Task: Each line below that contains "surface" counts once; report the total and nothing more.

(Dataset entries)
[Start of section]
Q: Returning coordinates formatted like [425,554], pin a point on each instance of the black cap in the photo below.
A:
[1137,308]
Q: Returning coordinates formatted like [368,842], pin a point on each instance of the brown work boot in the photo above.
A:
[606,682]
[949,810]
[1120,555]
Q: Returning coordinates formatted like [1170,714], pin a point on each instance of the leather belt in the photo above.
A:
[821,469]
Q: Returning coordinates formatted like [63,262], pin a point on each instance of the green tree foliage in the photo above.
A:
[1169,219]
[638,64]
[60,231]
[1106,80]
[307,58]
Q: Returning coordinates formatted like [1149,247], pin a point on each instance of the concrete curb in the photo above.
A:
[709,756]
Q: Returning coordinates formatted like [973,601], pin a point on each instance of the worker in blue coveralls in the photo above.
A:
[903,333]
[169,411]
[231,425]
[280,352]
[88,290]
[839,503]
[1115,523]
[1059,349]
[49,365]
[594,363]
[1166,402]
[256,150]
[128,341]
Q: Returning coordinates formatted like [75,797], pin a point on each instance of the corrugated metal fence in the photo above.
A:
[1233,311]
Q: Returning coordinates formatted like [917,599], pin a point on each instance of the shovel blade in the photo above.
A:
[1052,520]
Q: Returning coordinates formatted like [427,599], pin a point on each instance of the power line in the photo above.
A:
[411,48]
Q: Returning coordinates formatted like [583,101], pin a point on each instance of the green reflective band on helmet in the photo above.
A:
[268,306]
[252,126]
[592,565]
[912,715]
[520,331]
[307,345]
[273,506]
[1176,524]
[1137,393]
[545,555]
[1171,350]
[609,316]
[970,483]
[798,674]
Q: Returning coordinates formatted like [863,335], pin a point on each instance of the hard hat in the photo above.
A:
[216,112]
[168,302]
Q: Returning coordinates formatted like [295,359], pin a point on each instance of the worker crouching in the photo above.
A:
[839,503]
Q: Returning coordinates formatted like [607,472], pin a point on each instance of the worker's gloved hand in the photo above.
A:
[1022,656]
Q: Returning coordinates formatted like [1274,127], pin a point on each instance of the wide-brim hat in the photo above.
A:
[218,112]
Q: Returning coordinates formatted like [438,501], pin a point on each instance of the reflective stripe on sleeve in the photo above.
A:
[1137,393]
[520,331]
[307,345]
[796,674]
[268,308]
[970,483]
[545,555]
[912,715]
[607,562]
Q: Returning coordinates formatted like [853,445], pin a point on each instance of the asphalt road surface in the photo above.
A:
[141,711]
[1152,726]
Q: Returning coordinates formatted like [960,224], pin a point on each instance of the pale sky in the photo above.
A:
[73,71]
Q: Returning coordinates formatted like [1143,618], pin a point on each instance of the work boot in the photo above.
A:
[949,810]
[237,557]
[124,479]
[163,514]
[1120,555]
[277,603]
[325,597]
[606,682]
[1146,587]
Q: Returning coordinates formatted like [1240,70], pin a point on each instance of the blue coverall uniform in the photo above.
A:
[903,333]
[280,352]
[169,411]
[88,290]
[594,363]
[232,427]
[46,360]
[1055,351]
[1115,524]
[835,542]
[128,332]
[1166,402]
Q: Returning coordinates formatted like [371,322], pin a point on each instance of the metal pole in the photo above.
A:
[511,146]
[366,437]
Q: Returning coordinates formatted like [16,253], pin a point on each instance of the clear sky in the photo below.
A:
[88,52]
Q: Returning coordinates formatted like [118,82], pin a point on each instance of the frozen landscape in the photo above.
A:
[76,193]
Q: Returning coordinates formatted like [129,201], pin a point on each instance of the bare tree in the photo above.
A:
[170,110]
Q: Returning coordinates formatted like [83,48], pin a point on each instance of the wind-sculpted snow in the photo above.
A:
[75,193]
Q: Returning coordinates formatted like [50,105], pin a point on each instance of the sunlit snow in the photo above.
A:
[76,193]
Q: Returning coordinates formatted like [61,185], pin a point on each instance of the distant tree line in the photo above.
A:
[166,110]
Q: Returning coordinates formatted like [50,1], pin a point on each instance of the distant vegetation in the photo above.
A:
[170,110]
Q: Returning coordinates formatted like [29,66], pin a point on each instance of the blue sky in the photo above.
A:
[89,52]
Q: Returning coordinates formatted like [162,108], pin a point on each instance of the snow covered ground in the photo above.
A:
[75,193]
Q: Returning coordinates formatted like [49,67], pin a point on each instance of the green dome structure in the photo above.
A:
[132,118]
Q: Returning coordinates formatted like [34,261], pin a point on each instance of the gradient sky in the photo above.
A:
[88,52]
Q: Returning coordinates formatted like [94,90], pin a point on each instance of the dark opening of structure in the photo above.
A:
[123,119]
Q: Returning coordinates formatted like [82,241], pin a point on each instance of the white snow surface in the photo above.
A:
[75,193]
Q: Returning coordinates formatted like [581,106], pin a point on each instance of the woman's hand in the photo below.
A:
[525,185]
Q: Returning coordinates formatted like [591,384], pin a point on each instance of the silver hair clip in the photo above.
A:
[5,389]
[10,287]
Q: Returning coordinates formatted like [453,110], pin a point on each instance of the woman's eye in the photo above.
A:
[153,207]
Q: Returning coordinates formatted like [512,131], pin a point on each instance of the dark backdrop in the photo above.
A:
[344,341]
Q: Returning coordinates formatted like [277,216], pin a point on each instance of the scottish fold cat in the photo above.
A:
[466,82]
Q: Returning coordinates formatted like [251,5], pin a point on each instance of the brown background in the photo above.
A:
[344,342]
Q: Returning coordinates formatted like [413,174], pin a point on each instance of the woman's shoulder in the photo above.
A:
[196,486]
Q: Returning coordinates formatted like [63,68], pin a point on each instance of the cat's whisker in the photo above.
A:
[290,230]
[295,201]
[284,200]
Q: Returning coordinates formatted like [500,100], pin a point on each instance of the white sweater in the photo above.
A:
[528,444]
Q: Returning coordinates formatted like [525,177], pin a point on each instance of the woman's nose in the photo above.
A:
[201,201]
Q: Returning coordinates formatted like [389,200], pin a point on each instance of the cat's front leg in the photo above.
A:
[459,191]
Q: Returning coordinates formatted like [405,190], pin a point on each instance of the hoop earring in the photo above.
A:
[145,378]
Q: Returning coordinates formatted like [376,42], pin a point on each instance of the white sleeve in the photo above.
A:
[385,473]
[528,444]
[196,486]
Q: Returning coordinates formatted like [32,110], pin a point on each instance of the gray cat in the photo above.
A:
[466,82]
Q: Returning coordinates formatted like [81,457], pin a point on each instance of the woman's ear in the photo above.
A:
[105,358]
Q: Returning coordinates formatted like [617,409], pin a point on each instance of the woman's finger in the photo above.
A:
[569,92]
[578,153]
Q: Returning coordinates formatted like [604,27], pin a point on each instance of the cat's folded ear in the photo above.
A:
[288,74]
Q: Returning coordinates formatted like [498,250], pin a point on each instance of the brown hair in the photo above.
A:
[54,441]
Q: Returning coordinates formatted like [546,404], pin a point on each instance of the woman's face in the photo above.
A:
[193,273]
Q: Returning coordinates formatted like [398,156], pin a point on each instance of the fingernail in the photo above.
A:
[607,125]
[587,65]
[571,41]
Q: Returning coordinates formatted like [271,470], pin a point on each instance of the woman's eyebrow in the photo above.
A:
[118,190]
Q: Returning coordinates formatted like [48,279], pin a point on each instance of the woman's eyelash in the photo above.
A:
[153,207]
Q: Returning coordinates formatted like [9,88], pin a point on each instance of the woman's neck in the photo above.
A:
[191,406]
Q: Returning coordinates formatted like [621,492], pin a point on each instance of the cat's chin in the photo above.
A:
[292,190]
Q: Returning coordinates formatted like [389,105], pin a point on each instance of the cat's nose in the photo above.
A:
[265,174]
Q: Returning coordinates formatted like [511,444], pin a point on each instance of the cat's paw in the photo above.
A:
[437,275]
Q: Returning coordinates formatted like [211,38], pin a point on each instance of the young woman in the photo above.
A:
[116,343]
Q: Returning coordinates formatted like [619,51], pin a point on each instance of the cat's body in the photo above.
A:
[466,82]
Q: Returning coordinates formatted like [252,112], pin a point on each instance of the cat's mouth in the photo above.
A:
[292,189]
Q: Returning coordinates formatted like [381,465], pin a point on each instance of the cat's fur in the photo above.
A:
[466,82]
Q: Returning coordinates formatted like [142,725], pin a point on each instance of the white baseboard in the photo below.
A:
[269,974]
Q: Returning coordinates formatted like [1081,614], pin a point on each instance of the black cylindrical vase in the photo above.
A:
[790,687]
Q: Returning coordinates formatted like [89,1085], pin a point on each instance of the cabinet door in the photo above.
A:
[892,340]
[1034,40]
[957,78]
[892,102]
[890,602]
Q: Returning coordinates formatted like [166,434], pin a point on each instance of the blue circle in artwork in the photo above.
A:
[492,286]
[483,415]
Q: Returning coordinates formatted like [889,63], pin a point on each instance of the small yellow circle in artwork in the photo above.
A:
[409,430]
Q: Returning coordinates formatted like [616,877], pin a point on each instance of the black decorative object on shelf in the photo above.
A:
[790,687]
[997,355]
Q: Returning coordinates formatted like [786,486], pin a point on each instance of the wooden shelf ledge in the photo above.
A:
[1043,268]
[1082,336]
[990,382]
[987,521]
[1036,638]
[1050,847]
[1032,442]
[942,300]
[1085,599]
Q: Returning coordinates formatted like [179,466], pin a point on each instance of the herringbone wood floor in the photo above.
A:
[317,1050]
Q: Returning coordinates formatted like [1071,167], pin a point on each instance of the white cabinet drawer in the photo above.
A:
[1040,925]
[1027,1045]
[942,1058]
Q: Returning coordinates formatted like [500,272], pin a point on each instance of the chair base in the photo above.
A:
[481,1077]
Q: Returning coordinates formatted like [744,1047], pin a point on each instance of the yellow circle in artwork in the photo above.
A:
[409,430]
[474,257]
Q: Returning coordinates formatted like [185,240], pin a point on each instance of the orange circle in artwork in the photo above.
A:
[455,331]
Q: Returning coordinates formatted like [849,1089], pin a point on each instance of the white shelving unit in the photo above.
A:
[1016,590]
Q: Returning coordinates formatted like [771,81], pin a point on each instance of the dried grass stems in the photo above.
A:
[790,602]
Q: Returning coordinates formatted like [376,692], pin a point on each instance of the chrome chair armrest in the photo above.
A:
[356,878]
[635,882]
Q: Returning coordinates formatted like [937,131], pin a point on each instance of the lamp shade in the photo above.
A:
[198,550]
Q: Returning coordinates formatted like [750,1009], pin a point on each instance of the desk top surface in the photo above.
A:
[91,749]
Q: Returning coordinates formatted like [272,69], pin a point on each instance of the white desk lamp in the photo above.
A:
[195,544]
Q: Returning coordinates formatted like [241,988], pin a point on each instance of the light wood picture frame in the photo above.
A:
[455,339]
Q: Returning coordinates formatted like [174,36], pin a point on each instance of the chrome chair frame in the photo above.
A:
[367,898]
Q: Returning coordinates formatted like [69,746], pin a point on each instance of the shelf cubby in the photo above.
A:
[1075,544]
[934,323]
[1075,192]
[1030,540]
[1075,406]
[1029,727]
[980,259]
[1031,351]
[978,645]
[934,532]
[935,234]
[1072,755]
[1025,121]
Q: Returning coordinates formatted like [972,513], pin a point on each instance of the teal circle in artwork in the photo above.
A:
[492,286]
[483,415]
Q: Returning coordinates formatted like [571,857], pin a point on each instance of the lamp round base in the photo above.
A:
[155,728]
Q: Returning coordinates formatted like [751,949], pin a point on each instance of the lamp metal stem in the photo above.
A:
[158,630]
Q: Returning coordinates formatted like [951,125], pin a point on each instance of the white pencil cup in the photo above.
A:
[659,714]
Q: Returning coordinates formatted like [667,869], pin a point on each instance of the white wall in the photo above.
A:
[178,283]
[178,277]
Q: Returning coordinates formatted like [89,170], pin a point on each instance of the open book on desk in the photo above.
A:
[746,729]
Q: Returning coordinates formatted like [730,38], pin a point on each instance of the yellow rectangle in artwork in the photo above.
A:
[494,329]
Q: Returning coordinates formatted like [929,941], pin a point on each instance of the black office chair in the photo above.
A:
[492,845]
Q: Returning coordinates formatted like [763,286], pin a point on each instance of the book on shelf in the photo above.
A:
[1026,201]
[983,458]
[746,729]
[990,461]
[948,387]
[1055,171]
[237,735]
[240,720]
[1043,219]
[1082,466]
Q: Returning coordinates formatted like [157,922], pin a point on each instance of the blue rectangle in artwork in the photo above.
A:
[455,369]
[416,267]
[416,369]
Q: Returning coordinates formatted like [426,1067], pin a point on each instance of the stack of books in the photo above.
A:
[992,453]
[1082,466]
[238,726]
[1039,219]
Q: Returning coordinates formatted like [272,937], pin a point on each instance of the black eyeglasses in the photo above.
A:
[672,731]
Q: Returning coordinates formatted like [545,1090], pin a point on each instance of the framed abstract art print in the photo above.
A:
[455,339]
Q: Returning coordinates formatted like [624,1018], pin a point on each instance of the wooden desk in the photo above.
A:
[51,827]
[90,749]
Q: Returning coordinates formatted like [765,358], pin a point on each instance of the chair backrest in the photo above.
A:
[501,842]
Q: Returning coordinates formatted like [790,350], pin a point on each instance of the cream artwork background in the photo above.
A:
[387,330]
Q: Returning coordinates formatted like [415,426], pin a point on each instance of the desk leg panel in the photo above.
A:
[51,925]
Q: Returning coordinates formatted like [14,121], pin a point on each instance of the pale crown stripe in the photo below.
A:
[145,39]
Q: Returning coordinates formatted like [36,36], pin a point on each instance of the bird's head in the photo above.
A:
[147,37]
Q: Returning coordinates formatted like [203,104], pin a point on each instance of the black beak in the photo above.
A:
[End of section]
Solution to this problem: 3